** LISTED ENTRIES **
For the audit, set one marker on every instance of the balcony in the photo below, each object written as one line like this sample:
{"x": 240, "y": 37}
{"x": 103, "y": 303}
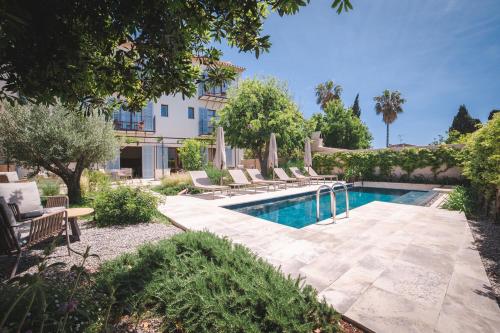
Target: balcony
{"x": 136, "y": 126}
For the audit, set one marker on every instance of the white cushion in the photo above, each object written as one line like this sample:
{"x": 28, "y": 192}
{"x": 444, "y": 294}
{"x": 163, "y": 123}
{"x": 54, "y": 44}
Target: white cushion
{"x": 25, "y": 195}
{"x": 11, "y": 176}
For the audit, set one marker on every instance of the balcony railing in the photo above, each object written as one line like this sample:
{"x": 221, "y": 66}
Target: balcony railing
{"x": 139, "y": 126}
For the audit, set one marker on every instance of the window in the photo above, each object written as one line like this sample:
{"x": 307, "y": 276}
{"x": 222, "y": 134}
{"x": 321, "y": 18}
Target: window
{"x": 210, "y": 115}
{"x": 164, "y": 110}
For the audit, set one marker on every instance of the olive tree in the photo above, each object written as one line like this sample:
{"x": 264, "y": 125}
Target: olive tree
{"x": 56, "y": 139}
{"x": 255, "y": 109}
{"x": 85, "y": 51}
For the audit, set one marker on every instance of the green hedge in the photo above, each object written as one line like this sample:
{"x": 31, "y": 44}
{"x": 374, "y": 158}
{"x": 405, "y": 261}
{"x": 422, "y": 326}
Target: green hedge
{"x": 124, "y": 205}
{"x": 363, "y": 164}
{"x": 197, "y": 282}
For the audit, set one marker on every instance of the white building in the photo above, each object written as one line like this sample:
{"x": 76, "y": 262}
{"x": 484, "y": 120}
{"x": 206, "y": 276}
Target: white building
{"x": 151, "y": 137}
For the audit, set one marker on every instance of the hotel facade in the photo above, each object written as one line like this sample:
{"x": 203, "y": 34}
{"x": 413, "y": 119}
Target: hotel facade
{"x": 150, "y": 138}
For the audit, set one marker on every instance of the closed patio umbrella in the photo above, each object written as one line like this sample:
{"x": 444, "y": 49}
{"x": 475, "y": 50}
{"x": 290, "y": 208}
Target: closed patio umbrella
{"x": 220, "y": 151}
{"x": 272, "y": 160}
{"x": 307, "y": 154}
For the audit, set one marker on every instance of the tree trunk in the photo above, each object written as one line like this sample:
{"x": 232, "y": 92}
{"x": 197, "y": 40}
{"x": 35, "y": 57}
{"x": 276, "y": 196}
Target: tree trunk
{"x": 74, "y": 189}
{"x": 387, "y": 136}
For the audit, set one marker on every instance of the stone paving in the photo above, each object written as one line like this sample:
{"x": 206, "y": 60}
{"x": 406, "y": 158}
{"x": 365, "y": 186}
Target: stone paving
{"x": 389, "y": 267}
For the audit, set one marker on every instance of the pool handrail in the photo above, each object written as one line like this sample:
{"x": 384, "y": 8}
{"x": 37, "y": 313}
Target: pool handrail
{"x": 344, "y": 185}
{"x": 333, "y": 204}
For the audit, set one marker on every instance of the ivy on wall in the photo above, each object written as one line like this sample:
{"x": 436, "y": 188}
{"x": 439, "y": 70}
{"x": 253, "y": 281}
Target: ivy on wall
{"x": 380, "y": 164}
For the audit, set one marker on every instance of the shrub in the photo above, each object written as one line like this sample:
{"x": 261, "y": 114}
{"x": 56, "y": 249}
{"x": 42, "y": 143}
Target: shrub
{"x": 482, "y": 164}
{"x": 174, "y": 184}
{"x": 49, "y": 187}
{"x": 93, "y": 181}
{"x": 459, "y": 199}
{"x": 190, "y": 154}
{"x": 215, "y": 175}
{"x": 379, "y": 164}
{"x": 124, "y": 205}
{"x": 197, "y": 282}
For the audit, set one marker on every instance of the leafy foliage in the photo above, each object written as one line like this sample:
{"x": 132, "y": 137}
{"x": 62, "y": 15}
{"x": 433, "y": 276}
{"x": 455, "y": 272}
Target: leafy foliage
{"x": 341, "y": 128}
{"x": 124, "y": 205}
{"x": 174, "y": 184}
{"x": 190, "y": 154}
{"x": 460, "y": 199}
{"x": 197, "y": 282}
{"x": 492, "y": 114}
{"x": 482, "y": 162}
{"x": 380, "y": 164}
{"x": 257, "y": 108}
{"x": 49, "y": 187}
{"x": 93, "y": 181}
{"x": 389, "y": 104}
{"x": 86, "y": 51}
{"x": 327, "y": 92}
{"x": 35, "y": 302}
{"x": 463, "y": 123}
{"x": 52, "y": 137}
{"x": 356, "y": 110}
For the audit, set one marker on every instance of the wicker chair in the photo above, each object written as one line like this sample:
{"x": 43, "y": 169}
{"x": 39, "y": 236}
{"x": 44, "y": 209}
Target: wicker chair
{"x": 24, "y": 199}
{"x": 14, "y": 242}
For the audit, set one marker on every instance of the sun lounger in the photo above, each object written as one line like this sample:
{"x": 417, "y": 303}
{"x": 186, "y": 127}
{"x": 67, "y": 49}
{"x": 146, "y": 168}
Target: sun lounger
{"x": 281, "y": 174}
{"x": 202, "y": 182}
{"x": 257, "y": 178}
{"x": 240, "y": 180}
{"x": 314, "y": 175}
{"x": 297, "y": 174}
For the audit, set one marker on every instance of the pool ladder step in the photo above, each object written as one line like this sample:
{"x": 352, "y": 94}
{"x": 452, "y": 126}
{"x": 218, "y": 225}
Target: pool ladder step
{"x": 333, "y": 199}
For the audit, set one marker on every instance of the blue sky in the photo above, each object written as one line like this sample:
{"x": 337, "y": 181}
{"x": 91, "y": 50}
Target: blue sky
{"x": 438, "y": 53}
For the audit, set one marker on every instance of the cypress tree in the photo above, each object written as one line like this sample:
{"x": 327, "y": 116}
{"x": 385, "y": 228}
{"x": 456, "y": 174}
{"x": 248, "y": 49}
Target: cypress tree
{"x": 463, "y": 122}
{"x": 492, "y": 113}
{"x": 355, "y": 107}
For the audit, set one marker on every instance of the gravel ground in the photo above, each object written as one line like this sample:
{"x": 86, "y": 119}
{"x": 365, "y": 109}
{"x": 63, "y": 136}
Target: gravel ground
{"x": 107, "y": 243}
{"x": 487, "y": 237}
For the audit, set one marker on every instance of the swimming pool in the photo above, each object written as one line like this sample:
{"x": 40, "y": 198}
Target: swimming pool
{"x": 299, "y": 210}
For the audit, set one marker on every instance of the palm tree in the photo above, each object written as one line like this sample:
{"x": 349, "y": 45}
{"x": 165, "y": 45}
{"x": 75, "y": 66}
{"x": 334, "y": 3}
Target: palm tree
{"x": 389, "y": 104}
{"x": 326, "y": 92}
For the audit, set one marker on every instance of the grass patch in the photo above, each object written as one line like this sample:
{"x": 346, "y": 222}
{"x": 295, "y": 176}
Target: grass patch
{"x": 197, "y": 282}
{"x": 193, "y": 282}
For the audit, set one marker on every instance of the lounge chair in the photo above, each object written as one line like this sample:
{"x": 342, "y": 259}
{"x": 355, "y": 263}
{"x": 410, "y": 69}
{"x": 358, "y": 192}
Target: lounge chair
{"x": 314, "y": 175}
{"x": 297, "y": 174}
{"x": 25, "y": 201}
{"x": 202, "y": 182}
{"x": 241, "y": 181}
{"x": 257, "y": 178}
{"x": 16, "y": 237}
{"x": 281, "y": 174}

---

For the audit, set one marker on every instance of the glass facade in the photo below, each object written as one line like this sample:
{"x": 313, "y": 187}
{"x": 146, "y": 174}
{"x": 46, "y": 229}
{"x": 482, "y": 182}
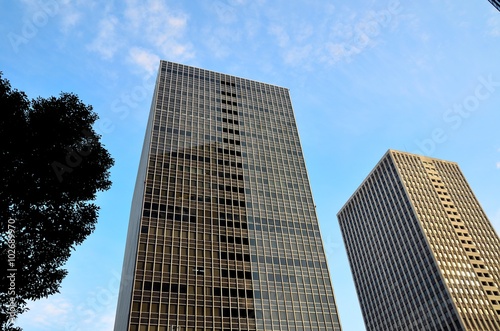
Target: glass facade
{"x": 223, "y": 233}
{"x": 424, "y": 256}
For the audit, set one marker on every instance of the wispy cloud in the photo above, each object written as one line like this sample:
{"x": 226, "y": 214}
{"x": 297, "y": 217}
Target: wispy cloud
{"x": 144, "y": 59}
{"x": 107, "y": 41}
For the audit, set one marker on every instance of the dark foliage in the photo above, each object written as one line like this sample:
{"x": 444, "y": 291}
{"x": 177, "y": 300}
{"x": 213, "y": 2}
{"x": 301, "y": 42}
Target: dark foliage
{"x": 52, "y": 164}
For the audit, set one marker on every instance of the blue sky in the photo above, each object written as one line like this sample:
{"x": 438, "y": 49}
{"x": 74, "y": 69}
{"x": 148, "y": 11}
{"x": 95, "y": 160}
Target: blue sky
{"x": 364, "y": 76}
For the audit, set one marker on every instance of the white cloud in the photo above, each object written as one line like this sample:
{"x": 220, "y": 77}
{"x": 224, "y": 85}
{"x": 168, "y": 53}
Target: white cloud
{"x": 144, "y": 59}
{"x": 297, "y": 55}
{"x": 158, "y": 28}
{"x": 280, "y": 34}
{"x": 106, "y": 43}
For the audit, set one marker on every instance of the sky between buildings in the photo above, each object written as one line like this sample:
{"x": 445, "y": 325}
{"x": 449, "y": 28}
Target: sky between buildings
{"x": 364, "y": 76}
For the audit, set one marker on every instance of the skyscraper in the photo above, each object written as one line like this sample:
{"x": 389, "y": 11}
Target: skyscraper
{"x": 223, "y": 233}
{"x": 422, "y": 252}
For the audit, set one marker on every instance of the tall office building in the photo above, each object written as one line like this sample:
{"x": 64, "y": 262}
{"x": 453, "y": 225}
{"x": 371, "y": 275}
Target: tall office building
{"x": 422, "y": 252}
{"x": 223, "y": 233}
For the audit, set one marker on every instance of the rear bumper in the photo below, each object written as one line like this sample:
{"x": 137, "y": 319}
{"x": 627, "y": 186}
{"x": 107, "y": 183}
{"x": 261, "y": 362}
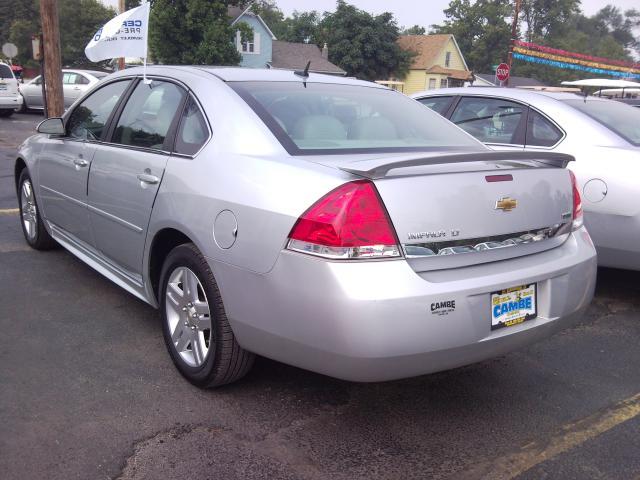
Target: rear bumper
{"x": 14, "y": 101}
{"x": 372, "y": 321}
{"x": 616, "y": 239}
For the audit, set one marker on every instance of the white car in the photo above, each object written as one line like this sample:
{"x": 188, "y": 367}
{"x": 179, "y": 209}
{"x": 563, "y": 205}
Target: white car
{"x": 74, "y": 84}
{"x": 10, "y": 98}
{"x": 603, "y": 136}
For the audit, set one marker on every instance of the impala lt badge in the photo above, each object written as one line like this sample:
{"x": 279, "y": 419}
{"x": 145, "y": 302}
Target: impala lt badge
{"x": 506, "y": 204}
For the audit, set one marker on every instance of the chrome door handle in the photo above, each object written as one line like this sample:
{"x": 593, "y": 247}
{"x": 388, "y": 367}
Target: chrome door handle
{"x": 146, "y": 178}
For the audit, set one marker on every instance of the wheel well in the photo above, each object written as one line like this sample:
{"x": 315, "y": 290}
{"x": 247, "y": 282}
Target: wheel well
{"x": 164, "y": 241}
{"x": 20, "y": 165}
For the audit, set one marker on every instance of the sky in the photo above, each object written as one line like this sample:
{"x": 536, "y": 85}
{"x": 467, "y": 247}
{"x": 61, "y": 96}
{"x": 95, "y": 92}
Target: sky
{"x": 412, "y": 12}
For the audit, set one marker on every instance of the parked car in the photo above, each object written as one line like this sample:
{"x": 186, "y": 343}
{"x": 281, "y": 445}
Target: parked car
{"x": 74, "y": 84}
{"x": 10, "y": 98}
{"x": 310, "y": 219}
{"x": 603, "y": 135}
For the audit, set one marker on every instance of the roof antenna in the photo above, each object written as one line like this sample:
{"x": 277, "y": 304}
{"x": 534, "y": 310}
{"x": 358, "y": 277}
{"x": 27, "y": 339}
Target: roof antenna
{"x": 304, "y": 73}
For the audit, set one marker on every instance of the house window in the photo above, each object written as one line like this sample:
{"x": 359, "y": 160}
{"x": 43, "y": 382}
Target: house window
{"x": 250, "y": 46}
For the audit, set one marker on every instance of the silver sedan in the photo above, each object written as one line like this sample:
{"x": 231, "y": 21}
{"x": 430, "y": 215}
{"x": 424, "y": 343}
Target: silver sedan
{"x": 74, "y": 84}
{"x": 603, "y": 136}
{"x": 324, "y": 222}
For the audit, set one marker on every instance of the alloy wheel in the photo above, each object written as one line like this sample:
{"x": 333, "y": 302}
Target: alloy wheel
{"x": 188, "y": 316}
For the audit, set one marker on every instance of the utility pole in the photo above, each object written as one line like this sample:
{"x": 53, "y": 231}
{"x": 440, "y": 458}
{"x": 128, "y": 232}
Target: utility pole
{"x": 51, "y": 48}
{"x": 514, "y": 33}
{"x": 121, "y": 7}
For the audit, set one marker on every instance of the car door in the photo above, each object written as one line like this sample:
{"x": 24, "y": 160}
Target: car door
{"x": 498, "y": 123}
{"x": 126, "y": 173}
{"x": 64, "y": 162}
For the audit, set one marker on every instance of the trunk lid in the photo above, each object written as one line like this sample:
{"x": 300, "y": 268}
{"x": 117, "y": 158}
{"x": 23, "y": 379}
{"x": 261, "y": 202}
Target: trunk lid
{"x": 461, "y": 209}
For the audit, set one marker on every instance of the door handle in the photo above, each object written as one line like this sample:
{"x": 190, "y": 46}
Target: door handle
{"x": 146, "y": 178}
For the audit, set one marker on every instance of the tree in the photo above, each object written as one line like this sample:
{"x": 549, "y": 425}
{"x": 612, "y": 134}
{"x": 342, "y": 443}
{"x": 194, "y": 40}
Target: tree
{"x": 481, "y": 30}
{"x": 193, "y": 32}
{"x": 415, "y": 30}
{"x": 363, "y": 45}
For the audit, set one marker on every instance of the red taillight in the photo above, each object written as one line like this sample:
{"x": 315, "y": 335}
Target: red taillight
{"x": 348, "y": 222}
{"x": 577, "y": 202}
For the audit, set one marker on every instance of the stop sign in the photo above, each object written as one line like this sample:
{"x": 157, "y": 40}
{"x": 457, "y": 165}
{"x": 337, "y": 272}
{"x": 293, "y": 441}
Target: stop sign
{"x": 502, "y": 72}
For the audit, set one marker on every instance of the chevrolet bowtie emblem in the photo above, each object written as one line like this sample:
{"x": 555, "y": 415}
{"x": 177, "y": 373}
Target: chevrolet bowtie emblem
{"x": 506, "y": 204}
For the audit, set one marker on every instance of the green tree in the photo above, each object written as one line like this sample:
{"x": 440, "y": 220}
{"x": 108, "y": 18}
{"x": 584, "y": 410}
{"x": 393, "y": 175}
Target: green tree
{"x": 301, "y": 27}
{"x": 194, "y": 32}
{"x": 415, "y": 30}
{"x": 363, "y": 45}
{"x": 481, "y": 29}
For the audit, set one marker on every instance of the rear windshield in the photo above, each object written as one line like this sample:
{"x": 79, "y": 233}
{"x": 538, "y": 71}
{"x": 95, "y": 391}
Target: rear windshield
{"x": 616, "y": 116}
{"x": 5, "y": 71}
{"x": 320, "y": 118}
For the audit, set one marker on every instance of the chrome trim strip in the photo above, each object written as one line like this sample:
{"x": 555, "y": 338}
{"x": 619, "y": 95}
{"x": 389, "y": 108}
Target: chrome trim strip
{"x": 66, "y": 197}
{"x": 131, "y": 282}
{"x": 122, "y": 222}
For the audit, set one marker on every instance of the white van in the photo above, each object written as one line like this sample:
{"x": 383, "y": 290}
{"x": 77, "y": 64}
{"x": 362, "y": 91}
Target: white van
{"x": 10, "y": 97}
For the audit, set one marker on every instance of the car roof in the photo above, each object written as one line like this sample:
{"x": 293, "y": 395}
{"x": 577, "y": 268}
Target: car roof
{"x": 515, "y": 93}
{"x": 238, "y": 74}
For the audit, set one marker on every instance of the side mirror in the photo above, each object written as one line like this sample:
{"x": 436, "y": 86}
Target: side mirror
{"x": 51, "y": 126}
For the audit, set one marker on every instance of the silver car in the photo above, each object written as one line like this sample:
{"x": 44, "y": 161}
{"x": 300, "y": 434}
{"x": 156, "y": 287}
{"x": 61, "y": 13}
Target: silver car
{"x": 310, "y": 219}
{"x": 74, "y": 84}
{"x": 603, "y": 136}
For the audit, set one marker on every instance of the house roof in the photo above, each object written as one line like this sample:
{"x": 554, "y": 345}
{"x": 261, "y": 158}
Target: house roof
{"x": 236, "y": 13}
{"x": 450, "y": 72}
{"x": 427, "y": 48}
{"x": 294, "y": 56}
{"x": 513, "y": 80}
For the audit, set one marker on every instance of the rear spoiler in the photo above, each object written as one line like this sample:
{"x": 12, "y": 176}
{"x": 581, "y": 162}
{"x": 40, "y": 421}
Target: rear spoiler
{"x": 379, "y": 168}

** WHAT YOU HAVE TO DO **
Look over the entries for "below", then copy every line that includes that string.

** TASK RESPONSE **
For the audit, set one marker on every instance of the balcony in the photo below, each object written as one line like this sample:
For the audit, set one marker on every instance of the glass facade in the photo below, each object written as one line like this sample:
For the audit, set one marker on every instance of the rear bumper in the photo below, each object written as one line like this sample:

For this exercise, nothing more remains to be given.